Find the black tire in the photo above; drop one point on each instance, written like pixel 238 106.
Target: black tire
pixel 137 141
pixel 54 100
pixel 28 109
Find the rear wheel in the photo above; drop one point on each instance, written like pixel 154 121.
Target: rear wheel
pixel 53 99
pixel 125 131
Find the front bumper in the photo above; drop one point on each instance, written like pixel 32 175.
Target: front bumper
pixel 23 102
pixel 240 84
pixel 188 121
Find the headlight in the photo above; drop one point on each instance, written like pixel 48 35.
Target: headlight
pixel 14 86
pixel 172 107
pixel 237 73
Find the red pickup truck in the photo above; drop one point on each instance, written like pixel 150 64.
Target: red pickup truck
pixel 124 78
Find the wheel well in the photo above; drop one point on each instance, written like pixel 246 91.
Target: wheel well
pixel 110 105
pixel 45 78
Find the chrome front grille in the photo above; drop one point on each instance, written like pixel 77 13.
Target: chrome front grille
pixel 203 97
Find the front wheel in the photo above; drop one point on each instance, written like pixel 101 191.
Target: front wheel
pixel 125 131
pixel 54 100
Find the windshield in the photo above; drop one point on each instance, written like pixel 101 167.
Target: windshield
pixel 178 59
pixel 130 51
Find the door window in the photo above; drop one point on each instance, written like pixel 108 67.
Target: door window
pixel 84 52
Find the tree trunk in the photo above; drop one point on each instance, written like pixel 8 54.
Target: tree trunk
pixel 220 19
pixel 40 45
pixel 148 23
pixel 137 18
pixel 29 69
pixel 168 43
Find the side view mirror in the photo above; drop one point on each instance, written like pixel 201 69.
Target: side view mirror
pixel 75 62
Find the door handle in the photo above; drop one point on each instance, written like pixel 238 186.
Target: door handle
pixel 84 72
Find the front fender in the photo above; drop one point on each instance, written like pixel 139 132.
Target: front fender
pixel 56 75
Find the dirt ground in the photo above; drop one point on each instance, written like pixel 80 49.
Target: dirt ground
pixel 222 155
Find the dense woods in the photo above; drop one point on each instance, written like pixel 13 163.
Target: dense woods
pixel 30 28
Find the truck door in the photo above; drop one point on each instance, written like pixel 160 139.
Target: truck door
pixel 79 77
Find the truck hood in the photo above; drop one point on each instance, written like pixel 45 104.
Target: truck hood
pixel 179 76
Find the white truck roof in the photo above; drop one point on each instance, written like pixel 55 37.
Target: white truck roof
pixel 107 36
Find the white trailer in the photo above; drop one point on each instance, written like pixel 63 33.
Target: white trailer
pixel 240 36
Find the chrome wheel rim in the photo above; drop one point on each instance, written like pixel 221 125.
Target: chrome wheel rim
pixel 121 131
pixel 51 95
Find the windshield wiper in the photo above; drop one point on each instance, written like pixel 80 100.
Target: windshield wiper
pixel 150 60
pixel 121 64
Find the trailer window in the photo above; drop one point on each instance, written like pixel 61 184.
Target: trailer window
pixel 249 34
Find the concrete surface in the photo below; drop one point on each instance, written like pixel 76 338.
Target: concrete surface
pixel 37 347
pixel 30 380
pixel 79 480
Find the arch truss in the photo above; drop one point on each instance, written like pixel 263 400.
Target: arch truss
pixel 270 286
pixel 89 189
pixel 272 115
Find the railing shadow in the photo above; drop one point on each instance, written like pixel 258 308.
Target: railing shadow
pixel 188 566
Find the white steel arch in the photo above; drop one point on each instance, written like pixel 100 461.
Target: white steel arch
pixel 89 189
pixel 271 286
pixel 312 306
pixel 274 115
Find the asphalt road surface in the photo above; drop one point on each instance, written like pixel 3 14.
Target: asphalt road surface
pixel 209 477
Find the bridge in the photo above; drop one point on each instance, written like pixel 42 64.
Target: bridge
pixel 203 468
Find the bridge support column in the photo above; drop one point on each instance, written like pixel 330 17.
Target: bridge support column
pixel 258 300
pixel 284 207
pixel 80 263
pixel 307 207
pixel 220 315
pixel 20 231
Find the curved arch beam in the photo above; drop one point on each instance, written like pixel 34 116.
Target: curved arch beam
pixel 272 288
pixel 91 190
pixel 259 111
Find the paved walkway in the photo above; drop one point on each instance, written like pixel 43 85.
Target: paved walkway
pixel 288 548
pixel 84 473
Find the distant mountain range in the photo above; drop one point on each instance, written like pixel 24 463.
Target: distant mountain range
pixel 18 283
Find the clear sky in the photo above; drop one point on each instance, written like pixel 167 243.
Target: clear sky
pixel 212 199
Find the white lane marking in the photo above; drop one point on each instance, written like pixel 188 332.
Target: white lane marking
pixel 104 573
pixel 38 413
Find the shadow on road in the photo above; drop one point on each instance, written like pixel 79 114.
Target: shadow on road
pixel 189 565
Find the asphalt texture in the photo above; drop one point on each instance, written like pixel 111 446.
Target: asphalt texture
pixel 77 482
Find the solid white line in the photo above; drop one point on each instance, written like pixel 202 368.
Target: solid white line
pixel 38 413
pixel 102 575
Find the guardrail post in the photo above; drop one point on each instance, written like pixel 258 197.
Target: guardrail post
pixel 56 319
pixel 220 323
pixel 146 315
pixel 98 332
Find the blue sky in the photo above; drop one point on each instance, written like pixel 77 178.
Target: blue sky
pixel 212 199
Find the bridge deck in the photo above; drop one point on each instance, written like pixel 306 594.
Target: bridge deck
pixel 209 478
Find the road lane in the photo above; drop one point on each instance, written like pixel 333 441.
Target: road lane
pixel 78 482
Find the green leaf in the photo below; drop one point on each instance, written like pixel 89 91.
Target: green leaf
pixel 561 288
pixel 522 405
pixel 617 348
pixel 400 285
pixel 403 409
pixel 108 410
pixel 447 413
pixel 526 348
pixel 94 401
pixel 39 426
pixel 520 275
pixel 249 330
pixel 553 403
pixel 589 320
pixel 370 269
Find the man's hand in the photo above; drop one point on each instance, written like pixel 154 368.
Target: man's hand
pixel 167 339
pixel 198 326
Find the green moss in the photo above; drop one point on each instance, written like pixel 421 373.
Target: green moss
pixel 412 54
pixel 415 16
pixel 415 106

+---+

§ **WHAT TO DO**
Every line in the data above that contains "below" needs to be copied.

§ **OUTPUT FOR THIS EXERCISE**
Find the concrete surface in the photo below; drop one point on each instance, written like pixel 76 338.
Find the green leaf in the photo below; drop one point on each instance, written like pixel 89 91.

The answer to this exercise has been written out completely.